◆ **EXCERPTED PASSAGE**
start

Stable: Membership is stable enough for people to accomplish significant work together. Our teams were continually growing and shifting as the program grew so we created processes to recognize and adapt when people were leaving or joining a team. 

Interdependent: The team is interdependent for a common purpose and people need to work closely together to accomplish it. We created interdependence by setting clear roles within and across teams. For example, hosts who welcomed people into the zoom calls and served as the face of the movement, trainers who made sure first-time phone bankers felt prepared, Zoom-techs who shared slides and made breakout rooms, and participant support who made people feel heard and answered questions in the chat. The outcomes of any individual phone bank rested on every member of this interdependent team. Because of this structure, team members benefit from their fellow team members succeeding and performing their tasks well. 

Compelling purpose

The team purpose has to be clear with everyone knowing what success would look like. The team’s purpose also has to be consequential for the lives and work of others and the team members know it. The team purpose also has to be challenging but attainable. 

We found that it worked best for the team sponsor or leaders to define the purpose of the team and use it to recruit people to the team, rather than bringing people together and having them figure out the purpose together. 

Teams benefit from a purpose that is crystal clear about ends—what the team exists to accomplish—and leaves plenty of room for the team to decide means to reach those ends. This gives the team members the autonomy to strategize together, try a tactic, evaluate how it worked, learn and revise their approach as needed.

end

◆ **EXTRACTED DATA**
start

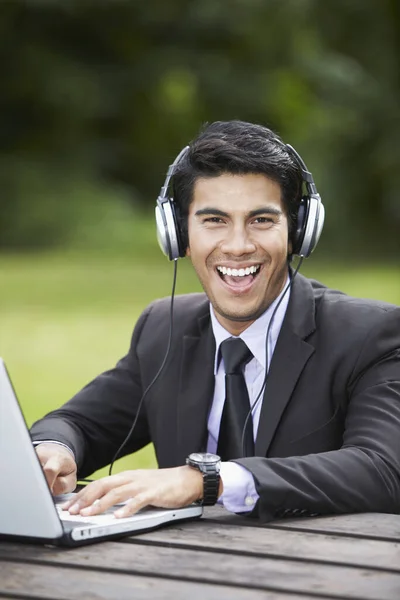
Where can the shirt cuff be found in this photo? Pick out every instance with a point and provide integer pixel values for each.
(239, 493)
(38, 442)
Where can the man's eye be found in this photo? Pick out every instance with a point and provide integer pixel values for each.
(263, 220)
(213, 220)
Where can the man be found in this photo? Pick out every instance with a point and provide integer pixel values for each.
(324, 434)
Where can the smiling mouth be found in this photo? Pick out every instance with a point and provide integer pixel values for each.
(238, 278)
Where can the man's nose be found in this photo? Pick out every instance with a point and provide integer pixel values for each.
(238, 242)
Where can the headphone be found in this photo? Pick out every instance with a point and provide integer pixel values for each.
(309, 222)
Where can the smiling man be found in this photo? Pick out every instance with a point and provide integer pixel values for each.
(278, 396)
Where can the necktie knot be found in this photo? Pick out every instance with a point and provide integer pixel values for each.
(235, 354)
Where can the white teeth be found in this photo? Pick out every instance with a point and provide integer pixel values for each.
(238, 272)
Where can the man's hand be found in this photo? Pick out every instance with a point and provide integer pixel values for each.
(165, 488)
(59, 467)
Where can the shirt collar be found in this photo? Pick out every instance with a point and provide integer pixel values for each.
(254, 336)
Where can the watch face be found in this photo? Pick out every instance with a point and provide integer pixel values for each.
(206, 457)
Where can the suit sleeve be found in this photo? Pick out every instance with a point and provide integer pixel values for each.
(363, 475)
(96, 421)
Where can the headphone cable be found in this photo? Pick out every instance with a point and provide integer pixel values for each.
(261, 392)
(171, 321)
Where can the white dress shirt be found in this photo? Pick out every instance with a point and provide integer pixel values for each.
(239, 493)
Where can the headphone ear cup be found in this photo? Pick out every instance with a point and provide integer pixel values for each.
(310, 223)
(300, 225)
(168, 234)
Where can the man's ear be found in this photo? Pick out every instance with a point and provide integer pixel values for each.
(290, 248)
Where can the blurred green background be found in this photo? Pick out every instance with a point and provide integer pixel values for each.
(98, 97)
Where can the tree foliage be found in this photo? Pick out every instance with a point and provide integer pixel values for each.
(101, 95)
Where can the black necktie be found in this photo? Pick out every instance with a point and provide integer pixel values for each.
(235, 354)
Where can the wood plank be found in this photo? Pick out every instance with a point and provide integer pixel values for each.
(255, 572)
(37, 581)
(368, 525)
(295, 545)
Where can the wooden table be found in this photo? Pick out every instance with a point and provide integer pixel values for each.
(220, 556)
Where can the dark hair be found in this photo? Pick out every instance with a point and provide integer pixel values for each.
(238, 148)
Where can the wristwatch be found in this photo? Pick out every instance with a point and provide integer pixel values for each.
(209, 465)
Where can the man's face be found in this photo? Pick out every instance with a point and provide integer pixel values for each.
(238, 245)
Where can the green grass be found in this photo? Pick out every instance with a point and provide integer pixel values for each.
(66, 317)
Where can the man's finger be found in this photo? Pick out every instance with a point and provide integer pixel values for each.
(64, 484)
(114, 496)
(134, 505)
(52, 468)
(92, 492)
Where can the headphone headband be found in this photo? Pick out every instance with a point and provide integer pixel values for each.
(310, 216)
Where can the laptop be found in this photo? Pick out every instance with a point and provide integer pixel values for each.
(29, 512)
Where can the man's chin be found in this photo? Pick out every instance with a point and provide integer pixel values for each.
(237, 316)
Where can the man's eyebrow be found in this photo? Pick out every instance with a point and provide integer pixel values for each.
(210, 211)
(271, 210)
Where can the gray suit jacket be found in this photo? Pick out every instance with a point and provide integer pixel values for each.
(329, 434)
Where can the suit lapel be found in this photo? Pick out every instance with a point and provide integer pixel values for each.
(290, 357)
(196, 388)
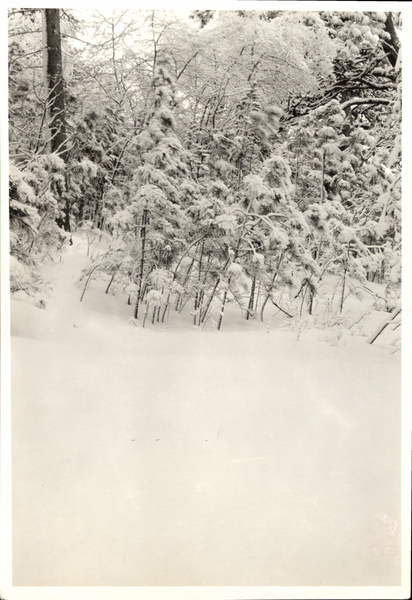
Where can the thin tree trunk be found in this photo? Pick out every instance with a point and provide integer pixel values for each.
(383, 326)
(55, 96)
(342, 298)
(223, 309)
(142, 259)
(251, 299)
(110, 283)
(322, 189)
(214, 291)
(272, 283)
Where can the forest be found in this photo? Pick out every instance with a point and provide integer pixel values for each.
(224, 156)
(205, 274)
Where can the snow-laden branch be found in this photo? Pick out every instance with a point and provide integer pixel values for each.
(365, 101)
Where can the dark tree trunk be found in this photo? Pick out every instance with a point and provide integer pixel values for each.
(55, 94)
(391, 47)
(142, 261)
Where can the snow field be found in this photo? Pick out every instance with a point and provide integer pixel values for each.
(174, 457)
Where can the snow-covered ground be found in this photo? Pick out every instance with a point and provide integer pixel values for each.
(168, 456)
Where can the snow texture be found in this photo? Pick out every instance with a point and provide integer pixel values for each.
(165, 456)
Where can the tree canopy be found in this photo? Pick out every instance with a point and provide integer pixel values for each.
(224, 155)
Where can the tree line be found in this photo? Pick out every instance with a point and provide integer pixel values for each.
(223, 156)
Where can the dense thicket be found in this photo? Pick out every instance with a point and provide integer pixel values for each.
(230, 156)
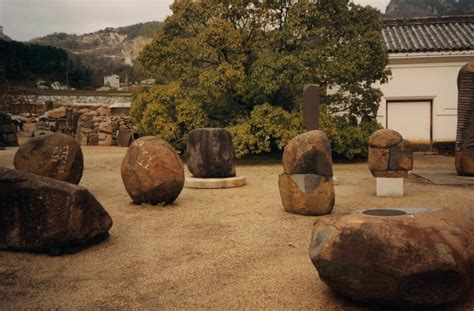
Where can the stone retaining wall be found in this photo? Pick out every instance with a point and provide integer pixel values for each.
(19, 104)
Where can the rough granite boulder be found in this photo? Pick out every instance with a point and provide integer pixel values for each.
(152, 171)
(384, 138)
(389, 154)
(211, 153)
(410, 256)
(308, 153)
(307, 194)
(401, 157)
(41, 213)
(57, 156)
(306, 186)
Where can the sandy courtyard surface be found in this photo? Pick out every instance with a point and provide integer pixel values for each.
(212, 249)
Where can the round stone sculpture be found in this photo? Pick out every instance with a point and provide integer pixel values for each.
(406, 256)
(211, 153)
(152, 171)
(306, 186)
(56, 156)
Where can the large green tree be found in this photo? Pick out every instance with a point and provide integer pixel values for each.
(225, 59)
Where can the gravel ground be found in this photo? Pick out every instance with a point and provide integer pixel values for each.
(212, 249)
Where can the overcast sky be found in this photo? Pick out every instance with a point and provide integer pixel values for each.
(25, 19)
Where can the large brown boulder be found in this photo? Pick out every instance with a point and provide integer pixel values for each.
(41, 213)
(384, 138)
(57, 156)
(395, 256)
(152, 171)
(307, 194)
(211, 153)
(389, 154)
(306, 186)
(308, 153)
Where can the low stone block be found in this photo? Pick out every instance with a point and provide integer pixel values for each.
(307, 194)
(401, 157)
(389, 187)
(384, 138)
(57, 113)
(390, 174)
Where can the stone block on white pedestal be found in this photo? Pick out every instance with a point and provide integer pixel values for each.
(389, 187)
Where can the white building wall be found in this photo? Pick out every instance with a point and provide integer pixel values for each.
(426, 77)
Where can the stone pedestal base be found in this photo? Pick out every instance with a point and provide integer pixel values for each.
(214, 183)
(389, 187)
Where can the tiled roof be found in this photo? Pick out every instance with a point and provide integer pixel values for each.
(431, 34)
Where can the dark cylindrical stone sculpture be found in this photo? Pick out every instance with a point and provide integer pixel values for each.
(465, 129)
(211, 153)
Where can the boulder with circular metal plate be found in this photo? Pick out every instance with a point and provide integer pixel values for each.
(308, 153)
(57, 156)
(211, 153)
(307, 194)
(152, 171)
(406, 256)
(41, 213)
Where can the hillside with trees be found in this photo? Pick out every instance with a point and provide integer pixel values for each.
(108, 51)
(28, 62)
(243, 64)
(420, 8)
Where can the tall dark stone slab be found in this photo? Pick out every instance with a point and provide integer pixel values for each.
(465, 128)
(311, 107)
(211, 153)
(41, 213)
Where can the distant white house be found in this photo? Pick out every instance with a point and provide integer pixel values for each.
(112, 81)
(425, 55)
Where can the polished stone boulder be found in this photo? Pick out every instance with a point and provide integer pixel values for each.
(41, 213)
(307, 194)
(389, 154)
(211, 153)
(152, 171)
(57, 156)
(306, 186)
(410, 256)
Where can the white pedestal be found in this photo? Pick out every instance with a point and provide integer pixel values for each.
(389, 187)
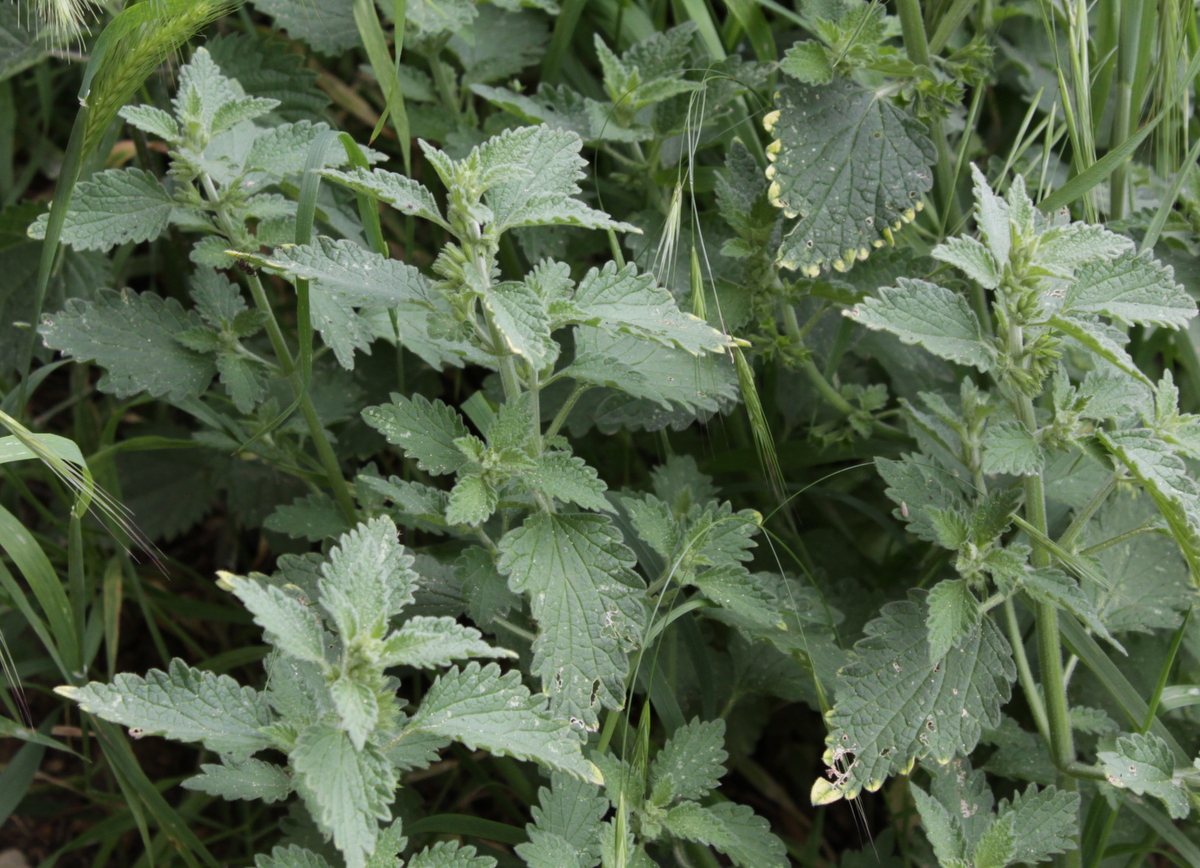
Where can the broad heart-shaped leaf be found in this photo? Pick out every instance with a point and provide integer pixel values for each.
(346, 790)
(1131, 288)
(427, 642)
(480, 707)
(351, 273)
(567, 825)
(731, 828)
(112, 208)
(132, 336)
(292, 856)
(1165, 477)
(449, 854)
(367, 579)
(185, 704)
(425, 430)
(894, 705)
(546, 171)
(851, 163)
(1045, 822)
(1144, 764)
(624, 301)
(588, 605)
(1012, 448)
(402, 193)
(690, 764)
(953, 615)
(250, 779)
(291, 626)
(917, 311)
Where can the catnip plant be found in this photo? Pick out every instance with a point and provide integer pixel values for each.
(543, 554)
(1061, 397)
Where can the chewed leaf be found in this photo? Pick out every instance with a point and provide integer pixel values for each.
(851, 165)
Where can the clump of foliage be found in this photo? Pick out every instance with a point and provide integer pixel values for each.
(666, 432)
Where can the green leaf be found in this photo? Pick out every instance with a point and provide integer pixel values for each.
(565, 825)
(250, 779)
(1133, 289)
(1144, 762)
(1045, 822)
(690, 764)
(486, 591)
(1054, 586)
(367, 579)
(916, 484)
(472, 501)
(291, 856)
(425, 430)
(349, 273)
(997, 845)
(402, 193)
(523, 322)
(184, 704)
(1012, 448)
(850, 163)
(113, 208)
(895, 705)
(291, 626)
(587, 602)
(731, 828)
(346, 790)
(132, 336)
(568, 478)
(1095, 336)
(807, 61)
(429, 642)
(315, 516)
(972, 258)
(483, 708)
(1167, 479)
(953, 616)
(449, 854)
(940, 827)
(917, 311)
(624, 301)
(541, 197)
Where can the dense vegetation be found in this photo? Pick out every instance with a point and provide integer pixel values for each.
(601, 432)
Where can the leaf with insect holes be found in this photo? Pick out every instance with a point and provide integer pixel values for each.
(1144, 764)
(112, 208)
(731, 828)
(1133, 289)
(346, 790)
(850, 163)
(941, 321)
(133, 337)
(425, 430)
(587, 602)
(897, 705)
(250, 779)
(484, 708)
(184, 704)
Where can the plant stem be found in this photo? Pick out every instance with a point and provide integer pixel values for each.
(1080, 521)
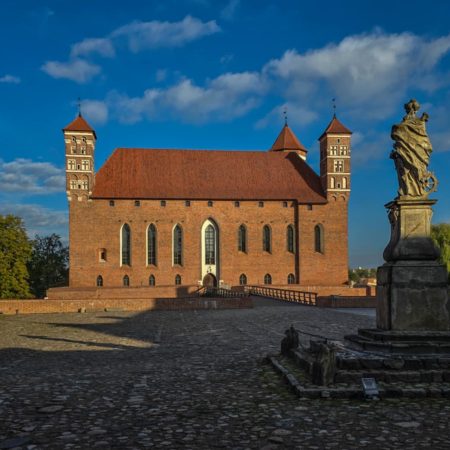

end

◆ **WRITTEN TASKS**
• A. In the team-design passage above, who works best to define a team's purpose?
• B. Pick up the team-design passage after its final sentence and keep writing it.

◆ **ANSWERS TO THE PROBLEMS**
• A. The team sponsor or leaders.

• B.
The right people

The team has a good mix of perspectives and abilities with people being neither too alike or too different. Right people also means that all team members possess the necessary skills—including teamwork skills—to achieve its purposes. Team members trained and coached each other, developed skills on the job, participated in staff-led trainings, and received support from an outside coach. 

Sound structure

Sound structure has three elements—task design, team size, and team norms.

Task design: The team performs work that makes sense to be done by a team and that allows members to use their judgment and experience to complete it. 

Managing the phone bank program is a good job for a team because it requires people to work together in ways that produce a more effective strategy than any individual could create alone. But the actual task of phone banking doesn’t require a team. Thousands of people can make calls to voters without needing to collaborate with others or develop strategy. 

Team size: The team is neither too big to coordinate nor too small to have the resources they need to do the work. 

As a team grows, the number of connections between people grows at an accelerating, almost exponential rate. A team of six people has 15 relationships to hold.  A team of nine people has 36 connections. A team of 12 has 66. And a team of 15 has 105! Our goal was to keep teams in the single digits (nine or fewer people) to minimize the unavoidable process losses (miscommunication, scheduling challenges, etc) that come about in large teams. 

Putting a cap on team size created a decision point for us. When a team size was nearing our self-imposed limit it was time to identify if there was the need for an additional team to take on another area of work.  

Team Norms: The team has clear ground rules for how members are expected to work together. Each team created their own explicit norms for how they would work together. Team norms included topics such as how often the team met, how decisions were made, and expectations for taking time off.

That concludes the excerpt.